» DOCUMENT PASSAGE:
The Quadratic Formula
The solutions to the quadratic equation of the form
$$a{x^2} + bx + c = 0$$
where \(a \ne 0\) are given by the formula
$$x = {{ – b \pm \sqrt {{b^2} – 4ac} } \over {2a}}$$
Example 1: Solve the quadratic equation \(3{x^2} – 2x – 5 = 0\).
From the equation \(3{x^2} – 2x – 5 = 0\), we extract the following values:
$$\eqalign{
a &= 3 \cr
b &= – 2 \cr
c &= – 5 \cr} $$
We substitute these into the formula and simplify.
$$\eqalign{
x &= {{ – b \pm \sqrt {{b^2} – 4ac} } \over {2a}} \cr
&= {{ – \left( { – 2} \right) \pm \sqrt {{{\left( { – 2} \right)}^2} – 4\left( 3 \right)\left( { – 5} \right)} } \over {2\left( 3 \right)}} \cr
&= {{2 \pm \sqrt {4 + 60} } \over 6} \cr
&= {{2 \pm \sqrt {64} } \over 6} \cr
x &= {{2 \pm 8} \over 6} \cr} $$
Consider the plus or minus case.
$${x_1} = {{2 + 8} \over 6} = {{10} \over 6} = {5 \over 3}$$
$${x_2} = {{2 – 8} \over 6} = {{ – 6} \over 6} = \,- 1$$
Example 2: Solve \(5{x^2} = 2\, – 4x\).

» DATA EXTRACT:

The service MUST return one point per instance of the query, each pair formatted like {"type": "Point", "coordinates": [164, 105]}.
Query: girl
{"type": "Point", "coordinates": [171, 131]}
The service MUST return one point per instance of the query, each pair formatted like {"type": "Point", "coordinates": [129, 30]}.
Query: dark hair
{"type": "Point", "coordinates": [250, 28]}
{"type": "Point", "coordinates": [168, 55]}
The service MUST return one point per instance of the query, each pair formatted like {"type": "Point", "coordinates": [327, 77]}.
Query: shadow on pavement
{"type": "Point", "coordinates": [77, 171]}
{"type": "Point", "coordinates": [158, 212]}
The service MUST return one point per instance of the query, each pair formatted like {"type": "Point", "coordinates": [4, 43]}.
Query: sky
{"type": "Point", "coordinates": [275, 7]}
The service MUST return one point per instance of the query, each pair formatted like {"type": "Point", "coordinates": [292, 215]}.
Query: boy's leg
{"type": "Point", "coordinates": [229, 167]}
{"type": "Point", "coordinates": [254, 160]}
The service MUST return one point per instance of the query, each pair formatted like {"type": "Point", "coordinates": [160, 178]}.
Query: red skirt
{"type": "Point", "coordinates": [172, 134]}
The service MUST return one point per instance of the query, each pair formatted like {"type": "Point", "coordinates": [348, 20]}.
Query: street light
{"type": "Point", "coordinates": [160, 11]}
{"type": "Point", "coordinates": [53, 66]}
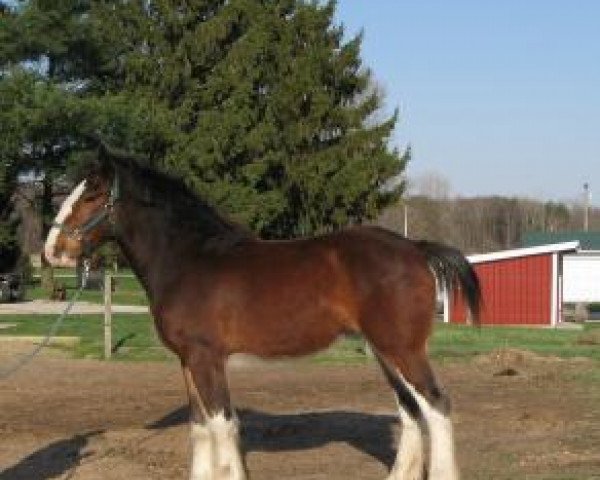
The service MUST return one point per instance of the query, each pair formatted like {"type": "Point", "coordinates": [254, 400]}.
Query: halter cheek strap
{"type": "Point", "coordinates": [99, 218]}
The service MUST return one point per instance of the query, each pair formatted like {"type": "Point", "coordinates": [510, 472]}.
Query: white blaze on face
{"type": "Point", "coordinates": [65, 210]}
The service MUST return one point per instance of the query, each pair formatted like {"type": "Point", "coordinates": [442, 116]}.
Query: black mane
{"type": "Point", "coordinates": [180, 207]}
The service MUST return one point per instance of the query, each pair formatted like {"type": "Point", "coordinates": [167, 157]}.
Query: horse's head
{"type": "Point", "coordinates": [84, 220]}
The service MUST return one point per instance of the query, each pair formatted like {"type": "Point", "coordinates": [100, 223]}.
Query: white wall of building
{"type": "Point", "coordinates": [581, 277]}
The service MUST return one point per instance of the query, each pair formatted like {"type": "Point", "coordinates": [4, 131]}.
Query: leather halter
{"type": "Point", "coordinates": [100, 217]}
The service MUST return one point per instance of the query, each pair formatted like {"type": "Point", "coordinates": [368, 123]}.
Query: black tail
{"type": "Point", "coordinates": [451, 267]}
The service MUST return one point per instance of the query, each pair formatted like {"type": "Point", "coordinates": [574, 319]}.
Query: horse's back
{"type": "Point", "coordinates": [275, 298]}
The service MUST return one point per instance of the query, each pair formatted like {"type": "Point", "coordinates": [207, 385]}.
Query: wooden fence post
{"type": "Point", "coordinates": [107, 315]}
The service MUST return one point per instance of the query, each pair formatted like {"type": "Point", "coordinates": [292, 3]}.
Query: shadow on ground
{"type": "Point", "coordinates": [56, 459]}
{"type": "Point", "coordinates": [264, 432]}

» REQUIRED TASK:
Rewrite the part of the quadratic formula page that opens with the words containing "From the equation" and closes with "formula and simplify.", swapping "substitute" for "plug".

» WORKED SOLUTION:
From the equation \(3{x^2} – 2x – 5 = 0\), we extract the following values:
$$\eqalign{
a &= 3 \cr
b &= – 2 \cr
c &= – 5 \cr} $$
We plug these into the formula and simplify.